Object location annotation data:
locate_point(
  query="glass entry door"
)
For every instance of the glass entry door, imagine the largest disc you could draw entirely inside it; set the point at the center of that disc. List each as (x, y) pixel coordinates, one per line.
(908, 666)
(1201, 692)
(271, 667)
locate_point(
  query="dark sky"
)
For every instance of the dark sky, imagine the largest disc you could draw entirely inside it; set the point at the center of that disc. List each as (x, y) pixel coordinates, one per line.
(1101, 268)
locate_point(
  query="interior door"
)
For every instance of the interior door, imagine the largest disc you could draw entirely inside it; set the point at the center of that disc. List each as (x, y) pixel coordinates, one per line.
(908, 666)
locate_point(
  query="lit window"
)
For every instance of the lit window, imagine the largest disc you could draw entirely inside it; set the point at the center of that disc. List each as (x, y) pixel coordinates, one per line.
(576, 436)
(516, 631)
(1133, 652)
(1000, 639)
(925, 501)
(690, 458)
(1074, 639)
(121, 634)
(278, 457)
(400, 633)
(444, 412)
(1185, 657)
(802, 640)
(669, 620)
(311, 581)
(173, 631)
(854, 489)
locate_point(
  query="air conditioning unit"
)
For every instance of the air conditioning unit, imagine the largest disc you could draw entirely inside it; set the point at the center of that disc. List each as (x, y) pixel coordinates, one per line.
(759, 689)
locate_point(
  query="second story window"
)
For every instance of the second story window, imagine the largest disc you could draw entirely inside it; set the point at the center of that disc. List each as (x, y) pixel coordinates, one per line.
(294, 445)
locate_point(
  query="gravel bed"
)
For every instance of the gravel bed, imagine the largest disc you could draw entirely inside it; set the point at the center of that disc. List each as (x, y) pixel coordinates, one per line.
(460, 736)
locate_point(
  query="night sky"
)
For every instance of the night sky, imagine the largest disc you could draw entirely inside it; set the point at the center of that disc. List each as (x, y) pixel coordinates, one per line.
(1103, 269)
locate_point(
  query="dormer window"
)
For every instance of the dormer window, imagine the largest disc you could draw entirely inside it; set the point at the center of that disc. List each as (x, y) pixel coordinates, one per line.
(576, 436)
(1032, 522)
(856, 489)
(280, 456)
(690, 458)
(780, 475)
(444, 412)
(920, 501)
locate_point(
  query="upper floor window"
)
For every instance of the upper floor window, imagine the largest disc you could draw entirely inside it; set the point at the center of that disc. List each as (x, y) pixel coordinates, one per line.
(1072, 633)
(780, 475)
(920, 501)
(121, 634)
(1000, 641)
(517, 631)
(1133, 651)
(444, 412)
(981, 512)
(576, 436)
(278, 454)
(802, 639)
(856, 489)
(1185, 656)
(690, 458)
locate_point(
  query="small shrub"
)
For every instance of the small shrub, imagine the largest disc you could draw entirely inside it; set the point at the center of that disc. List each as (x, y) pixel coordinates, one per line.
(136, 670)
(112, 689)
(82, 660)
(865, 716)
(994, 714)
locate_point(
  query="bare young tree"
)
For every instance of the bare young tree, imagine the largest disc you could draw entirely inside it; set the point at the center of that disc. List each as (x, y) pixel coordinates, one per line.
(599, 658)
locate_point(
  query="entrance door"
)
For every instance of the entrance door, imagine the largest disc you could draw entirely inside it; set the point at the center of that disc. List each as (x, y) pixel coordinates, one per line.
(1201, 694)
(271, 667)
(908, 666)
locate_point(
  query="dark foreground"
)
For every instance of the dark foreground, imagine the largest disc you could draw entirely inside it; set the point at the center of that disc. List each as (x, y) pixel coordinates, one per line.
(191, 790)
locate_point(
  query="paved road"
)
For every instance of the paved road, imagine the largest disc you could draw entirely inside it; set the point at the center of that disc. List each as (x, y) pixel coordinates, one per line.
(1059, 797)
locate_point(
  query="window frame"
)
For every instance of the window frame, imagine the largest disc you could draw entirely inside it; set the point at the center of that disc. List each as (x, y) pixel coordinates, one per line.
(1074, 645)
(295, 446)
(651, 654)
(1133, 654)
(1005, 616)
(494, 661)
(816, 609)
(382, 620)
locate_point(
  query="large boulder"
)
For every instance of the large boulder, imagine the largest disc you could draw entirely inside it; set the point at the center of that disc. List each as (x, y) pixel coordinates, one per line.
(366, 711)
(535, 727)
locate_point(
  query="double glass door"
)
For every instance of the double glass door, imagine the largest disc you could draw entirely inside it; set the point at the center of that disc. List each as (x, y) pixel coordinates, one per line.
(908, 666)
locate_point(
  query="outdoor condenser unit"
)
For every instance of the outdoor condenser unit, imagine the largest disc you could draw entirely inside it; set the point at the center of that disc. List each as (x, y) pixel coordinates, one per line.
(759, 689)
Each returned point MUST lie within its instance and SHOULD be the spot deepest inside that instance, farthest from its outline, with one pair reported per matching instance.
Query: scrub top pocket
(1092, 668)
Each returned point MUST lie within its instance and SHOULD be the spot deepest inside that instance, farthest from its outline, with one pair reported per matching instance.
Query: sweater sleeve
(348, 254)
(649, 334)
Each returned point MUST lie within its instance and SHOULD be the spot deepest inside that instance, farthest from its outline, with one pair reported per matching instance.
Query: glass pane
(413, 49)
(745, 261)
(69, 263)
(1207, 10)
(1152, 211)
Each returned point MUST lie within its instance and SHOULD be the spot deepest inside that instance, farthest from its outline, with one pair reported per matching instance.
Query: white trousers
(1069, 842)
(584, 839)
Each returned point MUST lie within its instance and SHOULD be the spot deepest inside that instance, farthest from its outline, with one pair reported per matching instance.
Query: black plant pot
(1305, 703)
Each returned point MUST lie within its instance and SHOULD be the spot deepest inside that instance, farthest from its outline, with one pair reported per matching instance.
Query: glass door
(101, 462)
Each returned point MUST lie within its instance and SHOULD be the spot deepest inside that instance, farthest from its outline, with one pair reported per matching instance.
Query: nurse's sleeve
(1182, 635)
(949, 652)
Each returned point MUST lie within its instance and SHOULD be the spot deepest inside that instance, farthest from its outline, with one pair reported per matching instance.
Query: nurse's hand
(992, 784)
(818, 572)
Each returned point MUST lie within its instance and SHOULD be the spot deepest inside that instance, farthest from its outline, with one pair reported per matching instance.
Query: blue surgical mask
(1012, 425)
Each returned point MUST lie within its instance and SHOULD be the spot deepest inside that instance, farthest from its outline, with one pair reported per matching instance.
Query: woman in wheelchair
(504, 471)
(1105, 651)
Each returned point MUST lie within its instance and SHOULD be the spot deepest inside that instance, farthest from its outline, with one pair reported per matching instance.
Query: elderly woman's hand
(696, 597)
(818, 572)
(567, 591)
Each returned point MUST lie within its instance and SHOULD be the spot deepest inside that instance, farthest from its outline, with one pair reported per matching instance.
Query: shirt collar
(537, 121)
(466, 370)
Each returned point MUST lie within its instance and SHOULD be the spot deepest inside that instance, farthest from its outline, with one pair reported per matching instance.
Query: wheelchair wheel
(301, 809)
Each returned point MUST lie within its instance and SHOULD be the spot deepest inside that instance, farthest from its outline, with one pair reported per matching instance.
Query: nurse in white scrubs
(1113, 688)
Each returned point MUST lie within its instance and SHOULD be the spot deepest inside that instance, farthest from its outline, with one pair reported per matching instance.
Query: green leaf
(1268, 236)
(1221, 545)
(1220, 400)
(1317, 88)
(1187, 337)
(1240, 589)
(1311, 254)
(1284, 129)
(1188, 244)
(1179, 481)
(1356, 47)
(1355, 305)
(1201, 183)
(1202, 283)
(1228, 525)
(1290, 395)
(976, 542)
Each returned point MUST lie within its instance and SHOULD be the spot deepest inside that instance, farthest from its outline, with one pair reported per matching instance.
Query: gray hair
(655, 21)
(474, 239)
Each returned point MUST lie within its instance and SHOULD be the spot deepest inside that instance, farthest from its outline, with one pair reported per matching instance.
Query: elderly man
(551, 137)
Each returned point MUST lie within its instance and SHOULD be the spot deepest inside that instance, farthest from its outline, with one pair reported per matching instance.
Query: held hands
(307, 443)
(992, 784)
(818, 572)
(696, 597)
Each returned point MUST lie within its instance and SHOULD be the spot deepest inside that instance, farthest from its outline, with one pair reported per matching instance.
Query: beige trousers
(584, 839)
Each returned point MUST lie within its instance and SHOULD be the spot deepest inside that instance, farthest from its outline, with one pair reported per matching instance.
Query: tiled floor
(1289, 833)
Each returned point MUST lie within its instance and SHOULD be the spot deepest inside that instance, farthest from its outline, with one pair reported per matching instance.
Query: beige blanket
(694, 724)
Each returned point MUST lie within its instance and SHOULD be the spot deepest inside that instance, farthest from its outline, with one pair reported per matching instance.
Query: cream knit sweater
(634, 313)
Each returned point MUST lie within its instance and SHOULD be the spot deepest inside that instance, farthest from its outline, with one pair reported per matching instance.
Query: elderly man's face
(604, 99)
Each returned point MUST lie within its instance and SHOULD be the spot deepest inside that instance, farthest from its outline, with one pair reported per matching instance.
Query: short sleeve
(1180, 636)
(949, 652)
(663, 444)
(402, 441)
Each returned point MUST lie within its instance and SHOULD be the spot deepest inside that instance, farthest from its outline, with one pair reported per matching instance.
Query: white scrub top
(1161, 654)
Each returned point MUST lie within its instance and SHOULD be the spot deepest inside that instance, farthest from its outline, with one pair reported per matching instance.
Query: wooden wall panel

### Objective
Gather every line of the data above that includes the word "tree" and list those lines.

### Response to the exercise
  query="bare young tree"
For every instance of the bare young tree, imagine the largest disc you could draw entirely inside it; set the point at the center of that disc. List each as (x, y) pixel coordinates, one per line.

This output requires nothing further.